• Directions for this task: Render everything in the data below, from the line containing "Find the woman's" down to the end of the data, as a numbered list. Include both ends and omit blank lines.

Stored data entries
>> BEGIN

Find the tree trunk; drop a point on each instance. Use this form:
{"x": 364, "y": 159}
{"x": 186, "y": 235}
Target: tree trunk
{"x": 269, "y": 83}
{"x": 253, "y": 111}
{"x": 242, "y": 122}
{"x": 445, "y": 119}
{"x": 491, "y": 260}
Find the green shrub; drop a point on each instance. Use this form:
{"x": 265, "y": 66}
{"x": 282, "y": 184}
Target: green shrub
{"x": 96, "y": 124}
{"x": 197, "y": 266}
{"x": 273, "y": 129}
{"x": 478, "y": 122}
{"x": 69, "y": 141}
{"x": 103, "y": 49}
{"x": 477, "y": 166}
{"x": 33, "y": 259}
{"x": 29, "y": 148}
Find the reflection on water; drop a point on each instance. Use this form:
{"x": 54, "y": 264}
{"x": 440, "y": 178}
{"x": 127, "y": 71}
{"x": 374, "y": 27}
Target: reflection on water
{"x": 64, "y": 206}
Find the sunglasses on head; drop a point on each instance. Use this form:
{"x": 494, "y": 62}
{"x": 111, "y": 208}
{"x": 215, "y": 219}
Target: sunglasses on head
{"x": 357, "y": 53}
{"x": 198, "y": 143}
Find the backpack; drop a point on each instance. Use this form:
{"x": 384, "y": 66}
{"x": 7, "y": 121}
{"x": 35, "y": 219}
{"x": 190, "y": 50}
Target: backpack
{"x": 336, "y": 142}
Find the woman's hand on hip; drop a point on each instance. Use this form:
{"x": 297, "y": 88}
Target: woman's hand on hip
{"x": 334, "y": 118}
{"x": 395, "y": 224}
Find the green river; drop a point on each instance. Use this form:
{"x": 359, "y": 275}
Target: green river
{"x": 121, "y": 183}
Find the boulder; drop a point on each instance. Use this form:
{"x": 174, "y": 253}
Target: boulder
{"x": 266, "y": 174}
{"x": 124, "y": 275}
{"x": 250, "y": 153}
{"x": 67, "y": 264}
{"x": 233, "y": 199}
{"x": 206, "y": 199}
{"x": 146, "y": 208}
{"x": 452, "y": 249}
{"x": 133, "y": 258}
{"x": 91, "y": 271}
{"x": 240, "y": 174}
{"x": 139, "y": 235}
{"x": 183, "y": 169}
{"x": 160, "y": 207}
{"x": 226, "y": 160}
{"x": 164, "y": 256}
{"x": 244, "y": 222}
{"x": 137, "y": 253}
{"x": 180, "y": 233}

>> END

• Output for this task:
1. Find the woman's hand on hip; drop a point on each instance. Use this form:
2. {"x": 297, "y": 88}
3. Target: woman's hand on hip
4. {"x": 334, "y": 118}
5. {"x": 395, "y": 224}
6. Find the green river; drop a point on each instance. Use this form:
7. {"x": 359, "y": 275}
8. Target: green river
9. {"x": 121, "y": 183}
10. Find the boulder; drop a point on each instance. Use this form:
11. {"x": 174, "y": 253}
12. Target: boulder
13. {"x": 266, "y": 174}
14. {"x": 124, "y": 275}
15. {"x": 250, "y": 153}
16. {"x": 67, "y": 264}
17. {"x": 233, "y": 199}
18. {"x": 206, "y": 199}
19. {"x": 146, "y": 208}
20. {"x": 452, "y": 249}
21. {"x": 133, "y": 258}
22. {"x": 91, "y": 271}
23. {"x": 240, "y": 174}
24. {"x": 139, "y": 235}
25. {"x": 183, "y": 169}
26. {"x": 160, "y": 207}
27. {"x": 226, "y": 160}
28. {"x": 164, "y": 256}
29. {"x": 244, "y": 222}
30. {"x": 137, "y": 253}
31. {"x": 180, "y": 233}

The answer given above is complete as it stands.